List of tasks:
**A.** In the piece on America and indigenous peoples, rewrite the part from "America…enough…no more. Your" up to and including "of her actions.", changing "atrocities" to "crimes".
**B.** Answer these questions from the piece on America and indigenous peoples:
(i) What doctrine does it name as having viewed indigenous peoples as sub-human non-Christian heathens?
(ii) Whom does it ask America to honor today?
(iii) How many federally recognized Tribal Nations does USET represent?

Selected passage:
For far too long, you have conveniently allowed yourself to justify and rationalize your abhorrent actions perpetrated against indigenous peoples as a necessary means to an end. You have used laws of your own making and created religious doctrine, such as the Doctrine of Discovery which viewed indigenous peoples as sub-human non-Christian heathens, to validate your immoral, inhumane, and unethical behaviors to clear your conscious of any accountability. In our own lands, you denied us the same rights that you were seeking for yourself. You have intentionally suppressed the truth and advanced an incomplete story of your deeds and asked your citizens to follow blindly without question, without challenge, as a reflection of their patriotic duty.
You are quick to point out the misdeeds and shortcomings of others, but excuse away your own and fail to hold yourself accountable. You debate immigration policy, but conveniently fail to recognize that your entire foundation is based on an illegal presence in lands that did not belong to you and which you were not invited. You have allowed for the normalization, social acceptance, and tolerance of the stereotyping, caricaturizing, and romanticizing of indigenous people. You have become the wealthiest and most powerful nation the world has ever known, as a consequence of the lands and natural resources that you took against our will, but you fail to live up to the promises you made that resulted from you asserting your will. You saw us only as an impediment to your aspirations that were rooted in greed, not as equals, as intended by the Creator. You have perpetuated a belief that we are of only historical relevance and value. You have allowed us to be invisible in our own lands.
America…enough…no more. Your consistent failure to be honest with your past and failure to fulfill trust and treaty promises and obligations is an indelible stain on your character, integrity, and honor and challenges your claim of global exceptionalism. The time is long overdue for you to be honest with the atrocities of your origin in order for you to best emulate the principles you profess to stand for. Citizens of America, the time has come for you to hold America accountable to demand nothing less than truth, justice, and righteousness towards indigenous peoples as a direct beneficiary of her actions.
America, you must be better, you are better. Unfortunately, there exists much divisiveness today. If nothing else, while the media debates the merits of these stories from the past week, there is presently an opportunity to ensure that our indigenous concerns are not marginalized. Will you use this moment as an opportunity to correct the systemic problems that resulted in these events, or will you impugn yourself of responsibility and allow them to exist only as momentary relevance, consequence, and concern? America, it is time to live by the principles, morals, and values you profess to embrace and exemplify; it starts with your relationship with this lands indigenous peoples. As you pause today to honor Dr. King, recall his teachings, “Injustice anywhere is a threat to justice everywhere. We are caught in an inescapable network of mutuality, tied in a single garment of destiny. Whatever affects one directly, affects all indirectly.”
Kitcki A. Carroll is a citizen of the Cheyenne and Arapaho Tribes of Oklahoma and serves as the Executive Director for United South and Eastern Tribes, Inc. (USET) and the USET Sovereignty Protection Fund (USET SPF), an Inter-Tribal Organization representing 27 federally recognized Tribal Nations from Texas across to Florida and up to Maine at the Regional and National level.

Extracted entries:
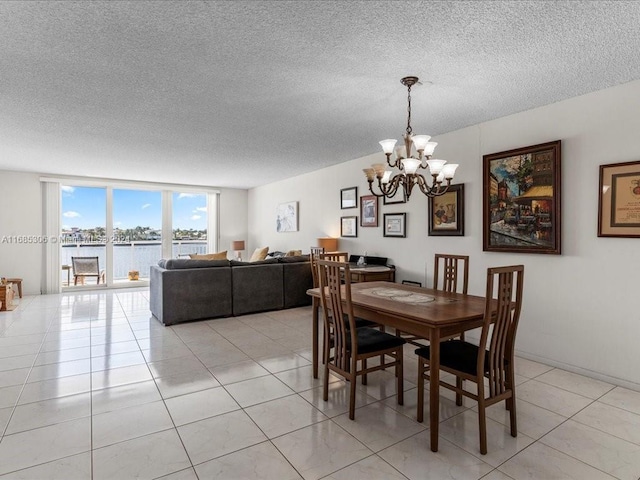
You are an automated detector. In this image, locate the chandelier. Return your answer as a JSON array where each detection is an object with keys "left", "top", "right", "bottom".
[{"left": 363, "top": 77, "right": 458, "bottom": 200}]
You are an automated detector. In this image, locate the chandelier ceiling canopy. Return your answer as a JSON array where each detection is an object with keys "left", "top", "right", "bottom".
[{"left": 363, "top": 77, "right": 458, "bottom": 200}]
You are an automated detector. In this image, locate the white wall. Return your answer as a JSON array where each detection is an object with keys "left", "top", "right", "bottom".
[
  {"left": 0, "top": 170, "right": 247, "bottom": 295},
  {"left": 0, "top": 171, "right": 43, "bottom": 294},
  {"left": 218, "top": 188, "right": 250, "bottom": 258},
  {"left": 248, "top": 82, "right": 640, "bottom": 390}
]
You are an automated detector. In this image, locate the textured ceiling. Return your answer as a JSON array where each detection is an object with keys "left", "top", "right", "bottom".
[{"left": 0, "top": 0, "right": 640, "bottom": 188}]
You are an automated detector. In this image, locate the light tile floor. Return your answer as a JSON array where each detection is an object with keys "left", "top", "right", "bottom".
[{"left": 0, "top": 289, "right": 640, "bottom": 480}]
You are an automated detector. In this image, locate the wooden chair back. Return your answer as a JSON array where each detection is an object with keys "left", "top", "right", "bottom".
[
  {"left": 477, "top": 265, "right": 524, "bottom": 398},
  {"left": 309, "top": 247, "right": 324, "bottom": 288},
  {"left": 433, "top": 253, "right": 469, "bottom": 294},
  {"left": 318, "top": 260, "right": 358, "bottom": 372},
  {"left": 320, "top": 252, "right": 349, "bottom": 263},
  {"left": 71, "top": 257, "right": 100, "bottom": 283}
]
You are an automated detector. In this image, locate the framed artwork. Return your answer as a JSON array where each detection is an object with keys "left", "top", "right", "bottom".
[
  {"left": 598, "top": 161, "right": 640, "bottom": 237},
  {"left": 340, "top": 187, "right": 358, "bottom": 208},
  {"left": 482, "top": 140, "right": 561, "bottom": 255},
  {"left": 384, "top": 213, "right": 407, "bottom": 238},
  {"left": 276, "top": 202, "right": 298, "bottom": 233},
  {"left": 382, "top": 188, "right": 407, "bottom": 205},
  {"left": 360, "top": 195, "right": 378, "bottom": 227},
  {"left": 428, "top": 183, "right": 464, "bottom": 236},
  {"left": 340, "top": 217, "right": 358, "bottom": 237}
]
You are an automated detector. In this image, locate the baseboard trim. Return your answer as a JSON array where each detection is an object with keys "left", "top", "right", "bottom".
[{"left": 516, "top": 349, "right": 640, "bottom": 392}]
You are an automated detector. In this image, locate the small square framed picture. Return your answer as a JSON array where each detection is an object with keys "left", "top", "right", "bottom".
[
  {"left": 340, "top": 217, "right": 358, "bottom": 237},
  {"left": 428, "top": 183, "right": 464, "bottom": 236},
  {"left": 340, "top": 187, "right": 358, "bottom": 209},
  {"left": 360, "top": 195, "right": 378, "bottom": 227},
  {"left": 384, "top": 213, "right": 407, "bottom": 238}
]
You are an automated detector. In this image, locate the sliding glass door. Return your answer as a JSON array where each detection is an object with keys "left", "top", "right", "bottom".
[
  {"left": 112, "top": 188, "right": 162, "bottom": 283},
  {"left": 55, "top": 183, "right": 218, "bottom": 288},
  {"left": 59, "top": 185, "right": 107, "bottom": 287},
  {"left": 171, "top": 192, "right": 208, "bottom": 258}
]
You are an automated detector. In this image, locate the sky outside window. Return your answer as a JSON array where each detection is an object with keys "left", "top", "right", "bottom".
[{"left": 61, "top": 185, "right": 207, "bottom": 230}]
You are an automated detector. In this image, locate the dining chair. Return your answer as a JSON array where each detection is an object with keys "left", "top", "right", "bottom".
[
  {"left": 318, "top": 260, "right": 406, "bottom": 420},
  {"left": 416, "top": 265, "right": 524, "bottom": 455},
  {"left": 71, "top": 257, "right": 102, "bottom": 285},
  {"left": 319, "top": 252, "right": 349, "bottom": 263},
  {"left": 309, "top": 247, "right": 324, "bottom": 288},
  {"left": 396, "top": 253, "right": 469, "bottom": 347},
  {"left": 433, "top": 253, "right": 469, "bottom": 294}
]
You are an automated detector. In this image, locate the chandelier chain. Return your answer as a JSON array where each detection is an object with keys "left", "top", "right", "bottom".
[{"left": 407, "top": 85, "right": 413, "bottom": 136}]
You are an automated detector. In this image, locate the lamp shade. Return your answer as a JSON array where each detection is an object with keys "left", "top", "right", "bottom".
[{"left": 318, "top": 237, "right": 338, "bottom": 252}]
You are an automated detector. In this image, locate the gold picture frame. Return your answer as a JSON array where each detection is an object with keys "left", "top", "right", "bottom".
[{"left": 598, "top": 161, "right": 640, "bottom": 238}]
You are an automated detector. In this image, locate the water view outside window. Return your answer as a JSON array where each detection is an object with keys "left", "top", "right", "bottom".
[
  {"left": 60, "top": 185, "right": 107, "bottom": 286},
  {"left": 60, "top": 185, "right": 208, "bottom": 287},
  {"left": 112, "top": 189, "right": 162, "bottom": 282},
  {"left": 171, "top": 192, "right": 208, "bottom": 258}
]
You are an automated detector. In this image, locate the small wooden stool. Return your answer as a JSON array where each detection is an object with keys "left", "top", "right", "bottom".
[{"left": 7, "top": 278, "right": 22, "bottom": 298}]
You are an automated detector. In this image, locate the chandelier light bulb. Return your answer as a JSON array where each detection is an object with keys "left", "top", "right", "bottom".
[{"left": 396, "top": 145, "right": 408, "bottom": 159}]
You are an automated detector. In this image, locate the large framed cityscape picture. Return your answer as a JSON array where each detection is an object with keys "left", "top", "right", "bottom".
[
  {"left": 598, "top": 161, "right": 640, "bottom": 237},
  {"left": 482, "top": 140, "right": 561, "bottom": 255}
]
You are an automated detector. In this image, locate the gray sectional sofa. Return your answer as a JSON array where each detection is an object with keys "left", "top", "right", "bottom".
[{"left": 150, "top": 255, "right": 313, "bottom": 325}]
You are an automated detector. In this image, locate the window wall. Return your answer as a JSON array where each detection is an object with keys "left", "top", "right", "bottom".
[
  {"left": 59, "top": 185, "right": 107, "bottom": 287},
  {"left": 50, "top": 181, "right": 218, "bottom": 290},
  {"left": 171, "top": 192, "right": 208, "bottom": 258}
]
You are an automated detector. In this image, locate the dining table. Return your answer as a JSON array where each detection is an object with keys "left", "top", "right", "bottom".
[{"left": 307, "top": 282, "right": 486, "bottom": 452}]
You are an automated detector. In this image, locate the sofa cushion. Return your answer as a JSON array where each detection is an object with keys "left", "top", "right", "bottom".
[
  {"left": 229, "top": 258, "right": 278, "bottom": 267},
  {"left": 249, "top": 247, "right": 269, "bottom": 262},
  {"left": 158, "top": 258, "right": 229, "bottom": 270},
  {"left": 189, "top": 250, "right": 227, "bottom": 260},
  {"left": 278, "top": 255, "right": 309, "bottom": 263},
  {"left": 231, "top": 261, "right": 284, "bottom": 315}
]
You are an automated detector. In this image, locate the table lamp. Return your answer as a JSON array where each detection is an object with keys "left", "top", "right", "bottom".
[
  {"left": 231, "top": 240, "right": 244, "bottom": 261},
  {"left": 318, "top": 237, "right": 338, "bottom": 252}
]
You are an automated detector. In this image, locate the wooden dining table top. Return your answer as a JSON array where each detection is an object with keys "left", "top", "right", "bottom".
[
  {"left": 307, "top": 282, "right": 486, "bottom": 452},
  {"left": 307, "top": 282, "right": 485, "bottom": 330}
]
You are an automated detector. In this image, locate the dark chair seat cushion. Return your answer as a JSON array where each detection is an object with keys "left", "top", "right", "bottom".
[
  {"left": 347, "top": 327, "right": 407, "bottom": 353},
  {"left": 416, "top": 340, "right": 489, "bottom": 375},
  {"left": 347, "top": 317, "right": 377, "bottom": 328}
]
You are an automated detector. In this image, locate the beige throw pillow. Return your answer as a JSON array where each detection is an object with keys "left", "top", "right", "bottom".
[
  {"left": 189, "top": 250, "right": 227, "bottom": 260},
  {"left": 249, "top": 247, "right": 269, "bottom": 262}
]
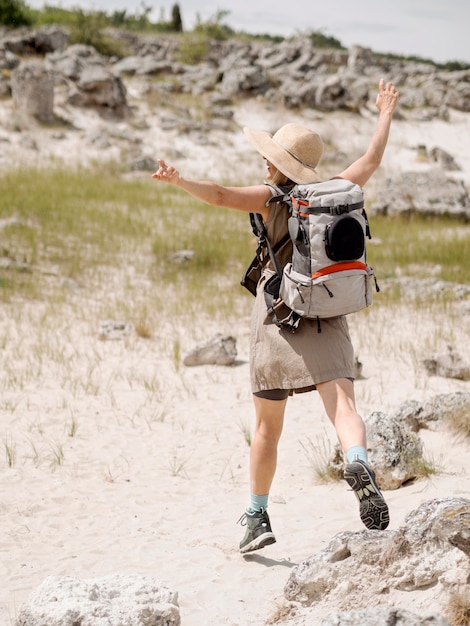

Results of the tasks:
**A.**
America…enough…no more. Your consistent failure to be honest with your past and failure to fulfill trust and treaty promises and obligations is an indelible stain on your character, integrity, and honor and challenges your claim of global exceptionalism. The time is long overdue for you to be honest with the crimes of your origin in order for you to best emulate the principles you profess to stand for. Citizens of America, the time has come for you to hold America accountable to demand nothing less than truth, justice, and righteousness towards indigenous peoples as a direct beneficiary of her actions.

**B.**
(i) The Doctrine of Discovery
(ii) Dr. King
(iii) 27